Brack Logo

Zeig mir den Vogel! Das Bird-Buddy-Vogelhaus im Test

16.05.2024

Künstliche Intelligenz (KI) meets Seniorenhobby. So oder ähnlich könnte man das KI-Vogelhaus Bird Buddy umschreiben. Dank eines internetfähigen Kameramoduls bringt es die Vogelbeobachtung ins 21. Jahrhundert. Mit diesem macht es nicht nur selbständig Bilder aller gefiederten Besucher, sondern erkennt diese auch gleich und teilt dir via App deren Spezies mit. Mehr über die Vorzüge und Nachteile dieses Hightech-Vogelhauses erfährst du im Test.

Kurz und knapp

➕ Schöne und scharfe Bilder auch bei schlechten Lichtverhältnissen

Dank Solarmodul und Akku läuft das Kameramodul praktisch autonom, selbst bei niedrigen Temperaturen und wenig Sonne

Via App Zugang zu Bird-Buddy-Vogelhäusern auf der ganzen Welt

Materialwahl etwas billig in Anbetracht des Preises

Diverse Funktionen, die die Kamera eigentlich verbaut hat, sind nur mittels kostenpflichtigem Abo nutzbar.

Beschränkte Aufstellmöglichkeiten im Garten, da ein konstantes WLAN-Signal benötigt wird

«Was es heute nicht alles gibt», denke ich mir, als ich zum ersten Mal von meinem aktuellen Testgerät höre: Ein Vogelhaus, das Internetempfang benötigt…

Ursprünglich aus einem Kickstarter-Projekt entstanden, ist es seit einigen Jahren in den USA erhältlich. Anfang dieses Jahres hat der Bird Buddy nun den Flug über den Atlantik gewagt und es gibt ihn erstmals in der Schweiz zu kaufen.

- Die Aufgabe -
Kannst du aus dem Text über das Bird-Buddy-Vogelhaus die Stelle wortgetreu wiedergeben, die mit den Worten „Dank Solarmodul und“ einsetzt und mit „kostenpflichtigem Abo nutzbar.“ schließt?

Datensätze zum Zeigen auf benannte Objekte
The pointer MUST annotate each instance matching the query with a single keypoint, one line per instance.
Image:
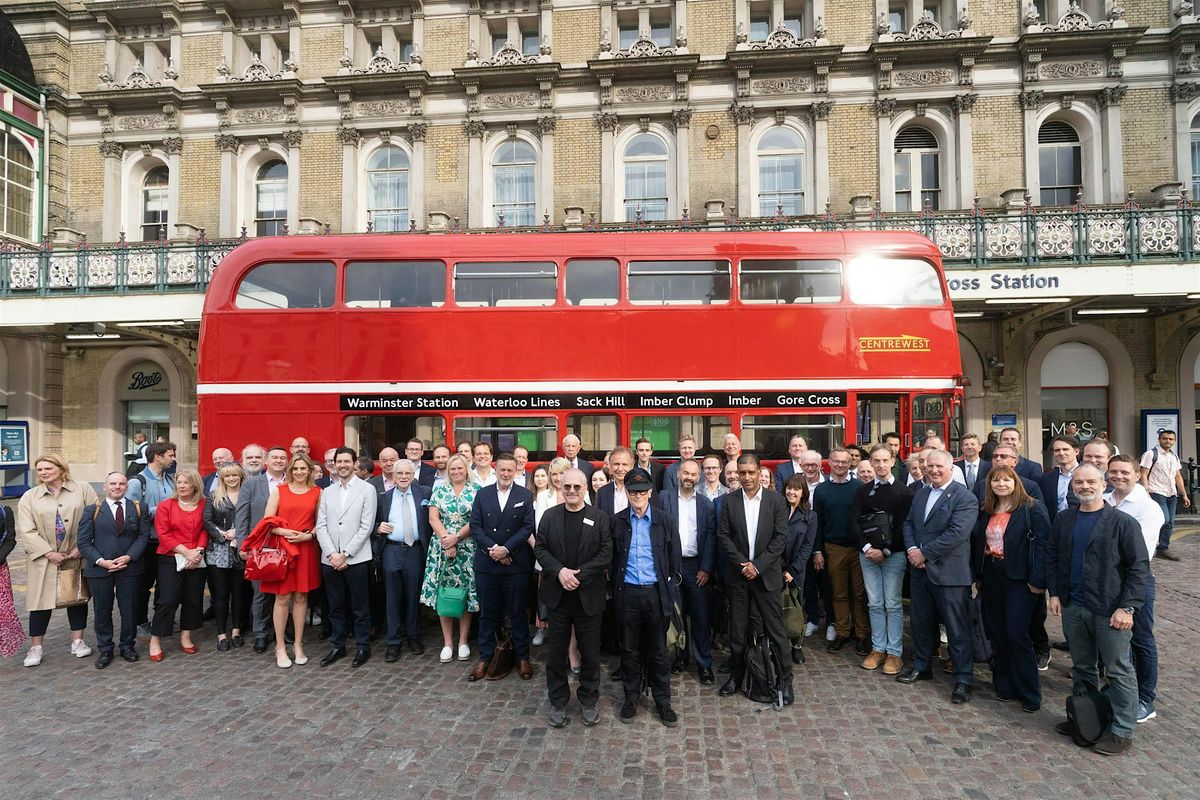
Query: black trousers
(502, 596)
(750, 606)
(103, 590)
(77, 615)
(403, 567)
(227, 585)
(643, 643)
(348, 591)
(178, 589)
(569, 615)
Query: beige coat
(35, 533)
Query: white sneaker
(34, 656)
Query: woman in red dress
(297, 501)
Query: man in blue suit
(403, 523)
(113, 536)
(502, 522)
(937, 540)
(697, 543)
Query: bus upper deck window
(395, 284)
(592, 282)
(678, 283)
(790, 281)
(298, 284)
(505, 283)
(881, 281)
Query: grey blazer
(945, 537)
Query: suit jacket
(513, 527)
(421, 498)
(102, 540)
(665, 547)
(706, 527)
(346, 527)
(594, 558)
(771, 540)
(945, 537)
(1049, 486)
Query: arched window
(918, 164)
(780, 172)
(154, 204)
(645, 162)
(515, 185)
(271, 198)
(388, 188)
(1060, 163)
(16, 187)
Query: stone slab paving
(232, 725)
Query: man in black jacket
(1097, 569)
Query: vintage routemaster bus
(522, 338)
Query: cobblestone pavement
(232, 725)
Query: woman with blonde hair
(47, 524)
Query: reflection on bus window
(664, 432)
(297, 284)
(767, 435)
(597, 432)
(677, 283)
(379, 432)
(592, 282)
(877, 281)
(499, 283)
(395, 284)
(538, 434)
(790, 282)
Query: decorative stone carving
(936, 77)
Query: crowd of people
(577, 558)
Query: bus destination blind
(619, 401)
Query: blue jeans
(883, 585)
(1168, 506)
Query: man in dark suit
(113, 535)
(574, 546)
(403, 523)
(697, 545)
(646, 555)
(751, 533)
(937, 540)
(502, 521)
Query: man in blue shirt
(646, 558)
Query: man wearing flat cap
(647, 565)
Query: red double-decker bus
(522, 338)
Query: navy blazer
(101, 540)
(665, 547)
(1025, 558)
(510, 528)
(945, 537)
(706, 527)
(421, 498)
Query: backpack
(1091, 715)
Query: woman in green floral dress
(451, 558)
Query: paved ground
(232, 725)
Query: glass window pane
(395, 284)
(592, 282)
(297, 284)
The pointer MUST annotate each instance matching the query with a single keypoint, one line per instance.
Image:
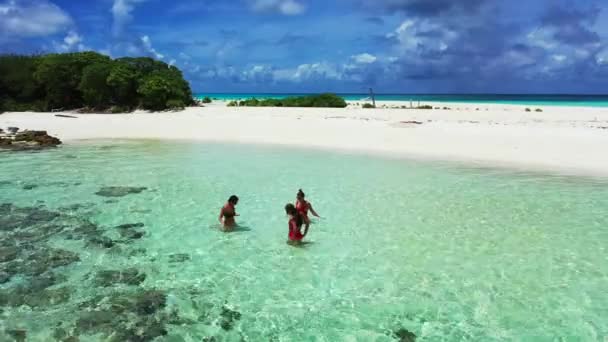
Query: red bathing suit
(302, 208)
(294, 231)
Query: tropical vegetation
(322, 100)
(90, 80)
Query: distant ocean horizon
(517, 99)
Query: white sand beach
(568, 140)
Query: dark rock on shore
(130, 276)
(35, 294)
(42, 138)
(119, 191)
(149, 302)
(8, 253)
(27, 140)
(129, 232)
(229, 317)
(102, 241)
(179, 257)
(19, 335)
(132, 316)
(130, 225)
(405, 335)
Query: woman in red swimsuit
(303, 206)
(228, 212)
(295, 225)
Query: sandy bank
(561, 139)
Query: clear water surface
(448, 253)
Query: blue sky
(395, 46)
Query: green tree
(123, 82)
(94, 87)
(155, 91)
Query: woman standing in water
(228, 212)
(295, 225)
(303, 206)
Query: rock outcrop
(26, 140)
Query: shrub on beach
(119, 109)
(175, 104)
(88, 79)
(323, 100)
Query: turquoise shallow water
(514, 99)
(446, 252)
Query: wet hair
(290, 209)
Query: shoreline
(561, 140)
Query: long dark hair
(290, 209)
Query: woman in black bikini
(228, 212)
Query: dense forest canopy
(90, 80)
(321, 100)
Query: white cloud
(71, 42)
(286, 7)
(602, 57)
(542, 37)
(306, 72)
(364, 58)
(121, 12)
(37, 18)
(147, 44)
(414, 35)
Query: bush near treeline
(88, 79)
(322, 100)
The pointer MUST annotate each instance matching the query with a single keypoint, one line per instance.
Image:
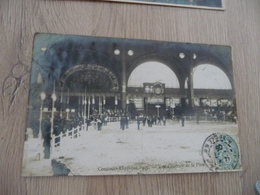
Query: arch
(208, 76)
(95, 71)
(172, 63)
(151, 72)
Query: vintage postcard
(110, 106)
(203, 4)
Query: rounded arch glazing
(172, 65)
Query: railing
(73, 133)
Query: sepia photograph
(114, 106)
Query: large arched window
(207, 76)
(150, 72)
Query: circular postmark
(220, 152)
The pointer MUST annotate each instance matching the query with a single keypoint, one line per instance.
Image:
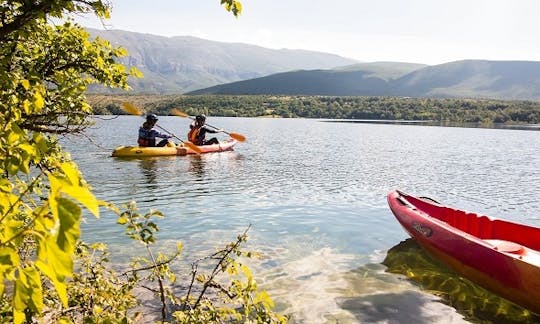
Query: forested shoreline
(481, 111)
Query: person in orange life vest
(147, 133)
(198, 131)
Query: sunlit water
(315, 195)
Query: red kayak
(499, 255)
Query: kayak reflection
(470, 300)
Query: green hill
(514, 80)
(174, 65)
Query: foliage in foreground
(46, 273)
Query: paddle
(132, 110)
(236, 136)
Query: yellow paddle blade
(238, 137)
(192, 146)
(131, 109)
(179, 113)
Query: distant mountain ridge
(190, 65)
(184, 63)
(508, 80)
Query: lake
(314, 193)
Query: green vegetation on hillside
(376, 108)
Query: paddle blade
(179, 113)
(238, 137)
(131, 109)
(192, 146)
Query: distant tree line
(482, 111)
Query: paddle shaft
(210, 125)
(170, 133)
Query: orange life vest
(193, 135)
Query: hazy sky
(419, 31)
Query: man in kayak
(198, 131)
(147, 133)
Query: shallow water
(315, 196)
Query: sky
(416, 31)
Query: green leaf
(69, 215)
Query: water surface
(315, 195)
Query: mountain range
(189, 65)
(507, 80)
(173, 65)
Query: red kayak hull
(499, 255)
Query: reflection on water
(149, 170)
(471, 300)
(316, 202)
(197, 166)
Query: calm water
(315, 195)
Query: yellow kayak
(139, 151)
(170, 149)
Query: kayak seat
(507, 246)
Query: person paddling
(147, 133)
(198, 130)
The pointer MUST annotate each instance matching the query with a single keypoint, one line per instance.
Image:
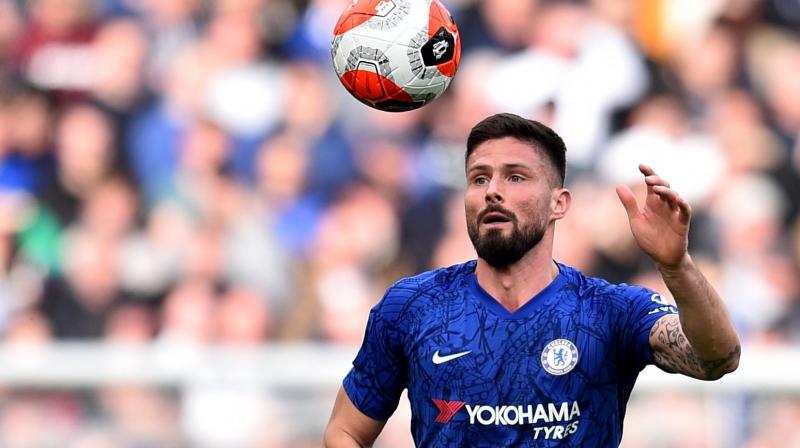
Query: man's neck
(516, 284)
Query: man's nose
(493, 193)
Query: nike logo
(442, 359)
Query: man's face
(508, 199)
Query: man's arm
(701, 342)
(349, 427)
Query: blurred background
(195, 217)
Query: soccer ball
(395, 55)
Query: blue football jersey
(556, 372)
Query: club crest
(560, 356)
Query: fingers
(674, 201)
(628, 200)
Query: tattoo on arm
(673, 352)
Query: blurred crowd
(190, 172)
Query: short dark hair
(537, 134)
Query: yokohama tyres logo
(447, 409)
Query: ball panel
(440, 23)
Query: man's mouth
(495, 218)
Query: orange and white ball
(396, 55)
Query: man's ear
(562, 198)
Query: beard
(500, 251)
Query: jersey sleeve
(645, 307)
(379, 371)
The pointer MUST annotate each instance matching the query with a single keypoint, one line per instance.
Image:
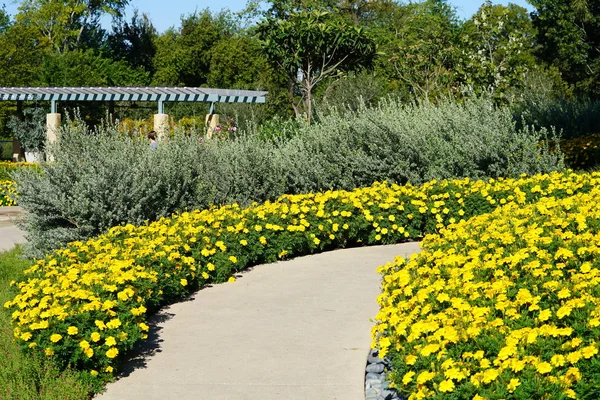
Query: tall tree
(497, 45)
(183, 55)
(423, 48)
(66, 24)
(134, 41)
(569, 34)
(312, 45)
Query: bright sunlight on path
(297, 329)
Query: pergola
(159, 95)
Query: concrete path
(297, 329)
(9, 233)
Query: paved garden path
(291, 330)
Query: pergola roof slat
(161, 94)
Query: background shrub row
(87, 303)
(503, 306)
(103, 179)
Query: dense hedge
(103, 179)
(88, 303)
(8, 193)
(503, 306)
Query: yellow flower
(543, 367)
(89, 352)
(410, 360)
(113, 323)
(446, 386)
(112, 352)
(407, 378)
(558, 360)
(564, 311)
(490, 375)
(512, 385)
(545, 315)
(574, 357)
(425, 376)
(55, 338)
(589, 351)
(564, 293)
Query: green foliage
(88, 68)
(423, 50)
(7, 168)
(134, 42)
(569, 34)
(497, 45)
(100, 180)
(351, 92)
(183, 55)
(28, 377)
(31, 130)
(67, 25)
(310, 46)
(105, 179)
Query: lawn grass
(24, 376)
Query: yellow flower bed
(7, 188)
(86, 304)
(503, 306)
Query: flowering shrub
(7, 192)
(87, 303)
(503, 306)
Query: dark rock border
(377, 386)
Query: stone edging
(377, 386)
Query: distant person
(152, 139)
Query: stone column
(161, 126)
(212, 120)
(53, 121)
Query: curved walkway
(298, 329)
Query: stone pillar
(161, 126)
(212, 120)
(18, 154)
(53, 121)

- Lösung der Aufgabe -
Dank Solarmodul und Akku läuft das Kameramodul praktisch autonom, selbst bei niedrigen Temperaturen und wenig Sonne

Via App Zugang zu Bird-Buddy-Vogelhäusern auf der ganzen Welt

Materialwahl etwas billig in Anbetracht des Preises

Diverse Funktionen, die die Kamera eigentlich verbaut hat, sind nur mittels kostenpflichtigem Abo nutzbar.